Provided text:
________________________________________
# Pavestone brand play sand



## JWerner2 (Jul 7, 2008)

Anyone else use this stuff?

I picked up a bag today and I thought it was nice.

It has barely any debris/gravel but when I poured it in the bucket and ran it under some water the stuff looked like butter milk!

It took me a hour before I gave up on rinsing it. Its really fine and you end up loosing lots of it. I think it actually has some kind of pigment added to it. It started turning a white color and it just wont stop clouding in that yellow color.

Anyone else try this stuff and have this problem?


----------



## BRANT13 (Feb 18, 2009)

sounds normal to me.....have to be diligent when washing sand....howd u rinse it?


----------



## JWerner2 (Jul 7, 2008)

Ok so I guess I can update this as I forget all about it and havent been on since.

This sand is terrible. YES I DID WASH IT. I know how to use sand in a aquarium.

Definitely not normal. To this day if I stir the sand bed up it will still leach a milky dye into the water column.

This is a brand to avoid.


----------



## PfunMo (Jul 30, 2009)

Trouble with sand is that it will vary quite often. What is okay today may be really bad the next time you buy. This is due to no real standard for what the sand has to be. At different times the sand will come from different sources, even possibly from different parts of the country. Even if the sand is scooped from the same place, it will vary day by day when water levels change. It takes some real washing to get it clean sometimes. For more consistent sand, the pool filter sand will be somewhat better but there is some a variety there because in the end, sand is just sand. Hazard of the game once we stop doing the standard fish shop thing.


----------



## JWerner2 (Jul 7, 2008)

Thanks, but again this sand is dyed!

I know what you are saying but it was dyed a bright white color and has since became a natural sand color. I chose it cause pool filter sand is hard to find in my area.

I have no troubles washing sand and I have been using sand for years and years in my aquariums. My all time favorite is black sand and I dont care what the source. Even the Estes brand black sand. I wash it for a long time in the tub with very high pressure dumping it multiple times while keeping it churned so no debris drops and gets stuck under layers.

Again for those of you looking for cheap play sand and enjoy a vivid white stay away from this brand.


----------
________________________________________
Entries from a pointing dataset:
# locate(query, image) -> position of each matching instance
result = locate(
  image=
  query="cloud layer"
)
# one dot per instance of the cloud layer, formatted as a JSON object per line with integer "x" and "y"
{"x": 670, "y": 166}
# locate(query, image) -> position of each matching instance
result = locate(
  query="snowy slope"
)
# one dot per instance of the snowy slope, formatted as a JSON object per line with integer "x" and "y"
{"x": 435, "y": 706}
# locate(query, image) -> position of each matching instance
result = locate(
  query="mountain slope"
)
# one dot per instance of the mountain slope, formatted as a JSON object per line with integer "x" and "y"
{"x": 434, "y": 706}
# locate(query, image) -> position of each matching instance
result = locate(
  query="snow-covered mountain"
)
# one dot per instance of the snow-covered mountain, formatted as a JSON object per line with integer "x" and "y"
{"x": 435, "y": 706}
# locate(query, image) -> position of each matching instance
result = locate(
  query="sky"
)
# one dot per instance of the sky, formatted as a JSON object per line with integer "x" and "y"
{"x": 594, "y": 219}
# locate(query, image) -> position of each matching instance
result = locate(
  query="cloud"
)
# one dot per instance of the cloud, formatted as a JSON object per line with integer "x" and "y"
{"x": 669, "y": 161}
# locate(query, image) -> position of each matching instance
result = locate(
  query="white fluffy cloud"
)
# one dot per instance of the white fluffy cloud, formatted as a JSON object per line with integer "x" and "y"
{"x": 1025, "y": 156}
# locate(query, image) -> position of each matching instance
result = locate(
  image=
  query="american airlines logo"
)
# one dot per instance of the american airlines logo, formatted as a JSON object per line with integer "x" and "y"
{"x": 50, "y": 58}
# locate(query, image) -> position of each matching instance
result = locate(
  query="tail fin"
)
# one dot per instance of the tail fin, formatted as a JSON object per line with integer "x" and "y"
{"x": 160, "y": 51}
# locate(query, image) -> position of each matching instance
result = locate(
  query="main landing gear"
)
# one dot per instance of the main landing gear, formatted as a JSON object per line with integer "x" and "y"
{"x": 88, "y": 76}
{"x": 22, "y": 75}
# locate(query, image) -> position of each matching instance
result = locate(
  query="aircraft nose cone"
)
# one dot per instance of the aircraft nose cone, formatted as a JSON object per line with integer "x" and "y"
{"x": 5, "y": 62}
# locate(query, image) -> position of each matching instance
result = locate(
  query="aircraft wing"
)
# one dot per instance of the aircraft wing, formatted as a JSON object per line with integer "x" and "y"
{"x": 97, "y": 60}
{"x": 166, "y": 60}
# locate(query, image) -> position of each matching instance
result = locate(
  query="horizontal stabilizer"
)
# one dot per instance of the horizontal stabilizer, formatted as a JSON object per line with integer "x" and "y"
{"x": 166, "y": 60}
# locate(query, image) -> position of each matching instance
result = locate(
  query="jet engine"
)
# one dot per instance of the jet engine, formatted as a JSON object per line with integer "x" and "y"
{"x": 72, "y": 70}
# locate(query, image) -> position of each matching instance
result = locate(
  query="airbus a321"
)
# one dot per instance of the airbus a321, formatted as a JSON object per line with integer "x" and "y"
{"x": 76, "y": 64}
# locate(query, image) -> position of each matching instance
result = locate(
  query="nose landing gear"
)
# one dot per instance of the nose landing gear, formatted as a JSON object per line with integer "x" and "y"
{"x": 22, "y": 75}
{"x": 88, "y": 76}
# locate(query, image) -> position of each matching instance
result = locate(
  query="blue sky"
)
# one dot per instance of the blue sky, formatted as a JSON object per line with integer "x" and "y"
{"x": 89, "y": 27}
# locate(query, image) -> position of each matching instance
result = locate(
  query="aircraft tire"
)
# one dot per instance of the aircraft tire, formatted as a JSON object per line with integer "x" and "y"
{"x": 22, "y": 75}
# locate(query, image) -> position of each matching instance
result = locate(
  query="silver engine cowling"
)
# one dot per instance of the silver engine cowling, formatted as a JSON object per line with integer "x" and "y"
________________________________________
Instructions:
1. Return everything in the play sand thread from "Ok so I guess" down to "in a aquarium.", copied word for word.
2. Locate every line in the listing that contains the word "logo" and copy each one.

Answers to each task:
1.
Ok so I guess I can update this as I forget all about it and havent been on since.

This sand is terrible. YES I DID WASH IT. I know how to use sand in a aquarium.

2.
  query="american airlines logo"
# one dot per instance of the american airlines logo, formatted as a JSON object per line with integer "x" and "y"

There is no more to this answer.